TEXT SECTION =
----

In Kesselheim’s study published in 2015 on cancer drugs, “about two-thirds of cancer drugs

are approved based on surrogate end points and only one-third were based on showing changes to overall survival, which is why we give cancer drugs, to extend survival of patients,” he said.

There have been substantial problems with implementation of some of these pathways. For example, accelerated approval is a pathway that allows approval of drugs based on these unvalidated surrogate measures. The idea is the drug company is supposed to conduct a confirmatory trial after the drug is approved.

But Kesselheim and his colleagues looked at drugs approved through accelerated approval from 2009 to 2013 and found that nearly 40 post-approval studies were required, but a minimum of four years later, only about half of them had been completed and a slightly fewer number than that were published. And then when you look at the trials themselves, only half of those trials were randomized. Most of them used surrogate measures as endpoints for these confirmatory trials.

----

AVAILABLE DATA =
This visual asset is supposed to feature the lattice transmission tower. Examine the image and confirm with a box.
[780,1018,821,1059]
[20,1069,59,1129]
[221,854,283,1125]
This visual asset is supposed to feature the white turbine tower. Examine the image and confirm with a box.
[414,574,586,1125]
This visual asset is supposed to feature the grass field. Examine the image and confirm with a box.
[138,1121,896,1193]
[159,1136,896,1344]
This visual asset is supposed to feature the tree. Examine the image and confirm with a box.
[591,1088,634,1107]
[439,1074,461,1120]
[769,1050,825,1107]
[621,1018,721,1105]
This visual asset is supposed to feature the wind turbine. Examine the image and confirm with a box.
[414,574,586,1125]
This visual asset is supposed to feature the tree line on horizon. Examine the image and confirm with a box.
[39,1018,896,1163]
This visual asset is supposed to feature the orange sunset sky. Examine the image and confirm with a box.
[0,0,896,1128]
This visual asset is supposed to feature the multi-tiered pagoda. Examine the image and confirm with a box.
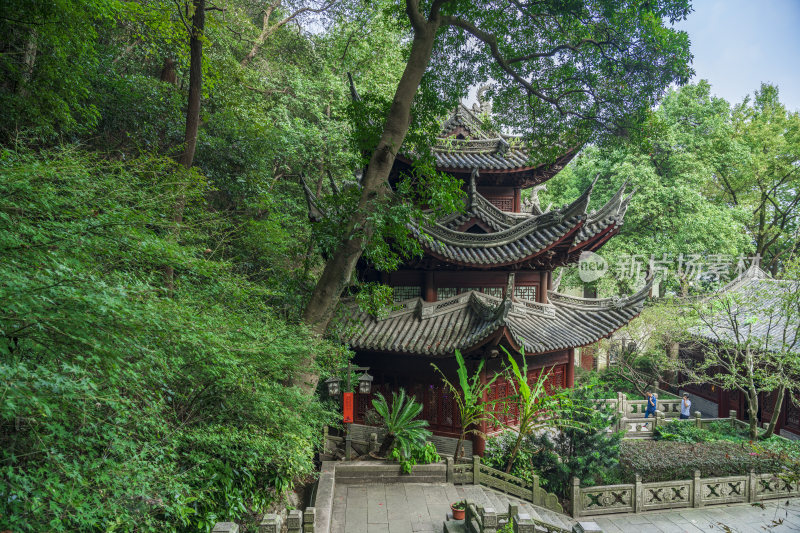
[310,98,648,454]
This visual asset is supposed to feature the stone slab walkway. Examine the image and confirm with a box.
[331,483,800,533]
[592,498,800,533]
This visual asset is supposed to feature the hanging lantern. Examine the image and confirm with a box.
[358,372,373,394]
[325,377,342,396]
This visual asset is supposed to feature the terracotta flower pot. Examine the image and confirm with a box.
[450,505,465,520]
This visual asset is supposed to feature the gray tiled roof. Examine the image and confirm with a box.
[339,282,652,357]
[410,181,631,267]
[691,265,800,353]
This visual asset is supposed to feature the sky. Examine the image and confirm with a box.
[675,0,800,111]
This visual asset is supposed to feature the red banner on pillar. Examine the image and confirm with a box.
[342,392,353,424]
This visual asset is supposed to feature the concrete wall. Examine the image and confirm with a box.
[678,391,728,418]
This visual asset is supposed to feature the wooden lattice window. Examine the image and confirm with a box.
[481,287,503,298]
[436,287,458,300]
[514,285,536,302]
[486,196,514,211]
[392,285,422,302]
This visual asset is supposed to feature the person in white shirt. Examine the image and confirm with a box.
[681,394,692,420]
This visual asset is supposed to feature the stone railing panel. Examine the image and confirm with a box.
[753,474,800,501]
[642,480,694,511]
[700,476,748,506]
[572,484,636,518]
[480,465,533,501]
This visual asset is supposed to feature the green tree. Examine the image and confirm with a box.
[303,0,690,390]
[719,84,800,274]
[431,350,498,460]
[529,378,624,497]
[542,81,753,295]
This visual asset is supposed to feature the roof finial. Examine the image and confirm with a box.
[475,83,492,115]
[503,272,514,302]
[467,167,480,208]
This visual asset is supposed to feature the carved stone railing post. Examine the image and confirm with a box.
[481,507,498,533]
[572,522,603,533]
[692,470,703,507]
[286,509,303,533]
[511,513,536,533]
[444,457,455,484]
[619,392,628,417]
[258,513,281,533]
[572,477,581,518]
[303,507,317,533]
[633,474,644,513]
[747,469,758,503]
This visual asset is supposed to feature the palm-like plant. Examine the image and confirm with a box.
[431,350,497,459]
[372,389,431,458]
[498,346,580,473]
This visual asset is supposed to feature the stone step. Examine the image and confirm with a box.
[442,520,467,533]
[481,487,574,530]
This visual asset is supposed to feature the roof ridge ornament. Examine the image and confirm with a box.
[467,167,480,211]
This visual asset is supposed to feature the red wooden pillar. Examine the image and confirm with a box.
[422,270,436,302]
[472,365,489,457]
[567,348,575,389]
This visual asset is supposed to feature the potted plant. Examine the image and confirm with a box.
[450,501,467,520]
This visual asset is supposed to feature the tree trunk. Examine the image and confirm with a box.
[747,388,758,440]
[298,18,437,392]
[180,0,206,169]
[159,57,178,85]
[162,0,206,295]
[453,433,464,462]
[764,385,786,439]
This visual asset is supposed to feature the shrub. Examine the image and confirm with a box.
[389,441,442,474]
[483,431,539,482]
[653,420,749,443]
[531,378,623,497]
[619,440,783,483]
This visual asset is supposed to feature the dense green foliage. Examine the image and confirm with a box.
[0,150,346,531]
[389,441,442,474]
[372,389,431,459]
[540,81,800,294]
[484,380,623,498]
[620,440,786,483]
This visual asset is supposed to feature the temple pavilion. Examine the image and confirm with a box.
[311,96,649,454]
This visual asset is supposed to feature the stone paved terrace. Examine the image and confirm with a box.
[331,483,800,533]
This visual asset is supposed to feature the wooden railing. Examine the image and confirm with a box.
[572,470,800,518]
[447,456,564,513]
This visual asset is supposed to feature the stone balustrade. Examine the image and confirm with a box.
[572,471,800,518]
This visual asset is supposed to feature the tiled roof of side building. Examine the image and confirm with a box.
[411,178,630,268]
[339,281,652,357]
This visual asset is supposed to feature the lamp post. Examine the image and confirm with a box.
[325,363,373,461]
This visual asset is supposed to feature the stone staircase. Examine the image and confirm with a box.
[444,485,576,533]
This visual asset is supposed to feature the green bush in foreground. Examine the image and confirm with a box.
[620,440,785,483]
[0,150,344,531]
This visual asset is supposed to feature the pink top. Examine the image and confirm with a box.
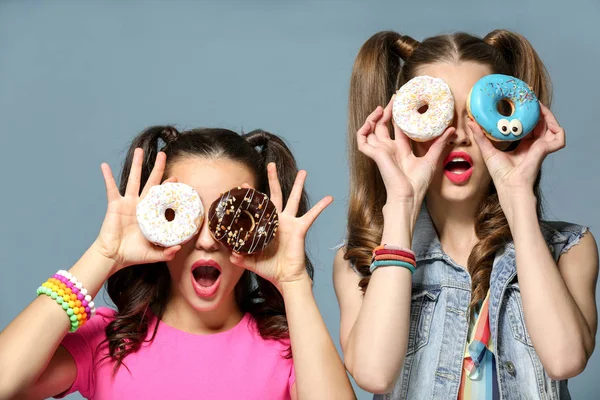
[57,307,295,400]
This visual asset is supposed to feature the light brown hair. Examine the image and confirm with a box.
[345,30,551,309]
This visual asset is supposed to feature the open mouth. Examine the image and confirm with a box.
[192,260,221,297]
[444,151,473,183]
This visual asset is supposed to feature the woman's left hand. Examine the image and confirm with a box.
[230,163,333,291]
[468,103,565,197]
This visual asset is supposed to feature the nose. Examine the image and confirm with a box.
[194,216,219,252]
[448,118,471,146]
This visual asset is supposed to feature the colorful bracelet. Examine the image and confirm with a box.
[373,249,415,260]
[37,270,96,332]
[372,254,417,267]
[369,260,415,275]
[373,244,415,255]
[369,244,417,274]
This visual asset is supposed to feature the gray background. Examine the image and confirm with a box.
[0,0,600,399]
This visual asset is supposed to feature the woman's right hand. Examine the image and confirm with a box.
[356,97,455,208]
[93,148,181,273]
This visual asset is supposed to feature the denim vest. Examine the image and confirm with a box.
[374,207,586,400]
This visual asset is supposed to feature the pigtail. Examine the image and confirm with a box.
[345,31,419,290]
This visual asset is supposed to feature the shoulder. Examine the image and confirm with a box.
[540,221,595,256]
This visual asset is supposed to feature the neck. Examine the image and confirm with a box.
[426,196,478,267]
[162,288,243,335]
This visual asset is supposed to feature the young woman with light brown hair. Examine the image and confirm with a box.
[334,30,598,400]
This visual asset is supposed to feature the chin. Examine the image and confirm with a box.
[435,175,489,203]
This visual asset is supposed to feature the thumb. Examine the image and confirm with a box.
[146,245,181,263]
[229,252,256,271]
[467,119,498,160]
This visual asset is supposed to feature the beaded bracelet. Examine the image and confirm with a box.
[369,245,417,274]
[37,270,96,332]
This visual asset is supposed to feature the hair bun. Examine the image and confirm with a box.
[160,126,179,144]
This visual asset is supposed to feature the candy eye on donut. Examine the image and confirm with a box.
[497,118,511,136]
[510,119,523,136]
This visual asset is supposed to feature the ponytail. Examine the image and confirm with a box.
[119,125,179,195]
[345,31,419,289]
[483,29,552,107]
[242,129,308,219]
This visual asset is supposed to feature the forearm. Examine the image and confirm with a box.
[0,242,113,394]
[282,278,355,400]
[507,194,594,375]
[345,200,414,392]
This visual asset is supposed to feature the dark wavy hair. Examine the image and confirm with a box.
[104,126,314,371]
[345,29,552,310]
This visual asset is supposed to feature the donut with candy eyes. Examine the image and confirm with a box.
[467,74,540,142]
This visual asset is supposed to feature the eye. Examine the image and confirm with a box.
[510,119,523,136]
[497,118,510,136]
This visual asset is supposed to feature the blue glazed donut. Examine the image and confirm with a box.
[467,74,540,141]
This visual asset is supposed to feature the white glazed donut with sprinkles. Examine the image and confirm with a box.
[392,75,454,142]
[136,182,204,247]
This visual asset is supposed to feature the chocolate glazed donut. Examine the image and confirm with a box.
[208,187,279,254]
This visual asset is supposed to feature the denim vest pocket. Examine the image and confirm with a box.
[505,283,533,347]
[406,287,440,356]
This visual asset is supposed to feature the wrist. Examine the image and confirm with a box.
[498,190,538,227]
[275,272,312,298]
[381,200,420,248]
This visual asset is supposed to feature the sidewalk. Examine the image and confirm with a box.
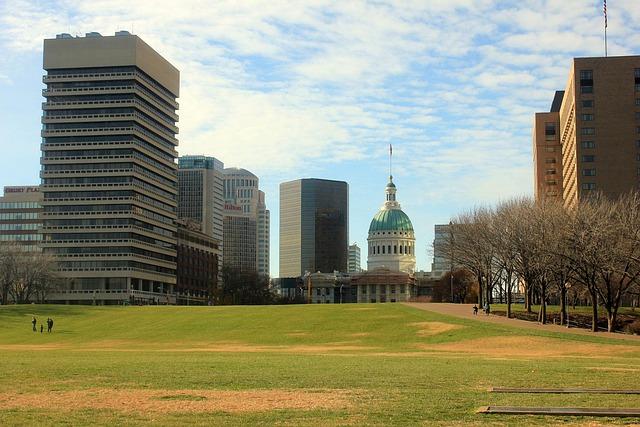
[404,302,640,342]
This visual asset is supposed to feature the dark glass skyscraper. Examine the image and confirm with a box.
[41,32,180,303]
[280,179,349,277]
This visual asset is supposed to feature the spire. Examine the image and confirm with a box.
[389,144,393,182]
[383,144,400,209]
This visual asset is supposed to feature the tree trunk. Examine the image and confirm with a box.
[560,286,567,325]
[540,284,547,325]
[506,273,511,319]
[607,311,616,332]
[590,291,598,332]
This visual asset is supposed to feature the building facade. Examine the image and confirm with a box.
[367,176,416,273]
[256,191,271,276]
[41,31,180,304]
[347,243,362,273]
[177,156,224,280]
[533,91,564,204]
[280,179,349,277]
[176,220,221,305]
[534,56,640,208]
[0,186,42,252]
[224,168,269,275]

----

REQUIRED ACTION 1 = In the drug approval text, rewrite the paragraph beginning "But Kesselheim and his colleagues" as a bulleted list that keeps its main facts.
REQUIRED ACTION 2 = According to the drug approval text, what share of cancer drugs in Kesselheim's 2015 study were approved based on surrogate end points?

RESPONSE AREA 1 =
- Kesselheim and his colleagues studied drugs approved through accelerated approval from 2009 to 2013.
- Nearly 40 post-approval studies were required.
- At least four years later, only about half had been completed, and slightly fewer than that had been published.
- Only half of the trials were randomized.
- Most of the confirmatory trials used surrogate measures as endpoints.

RESPONSE AREA 2 = About two-thirds.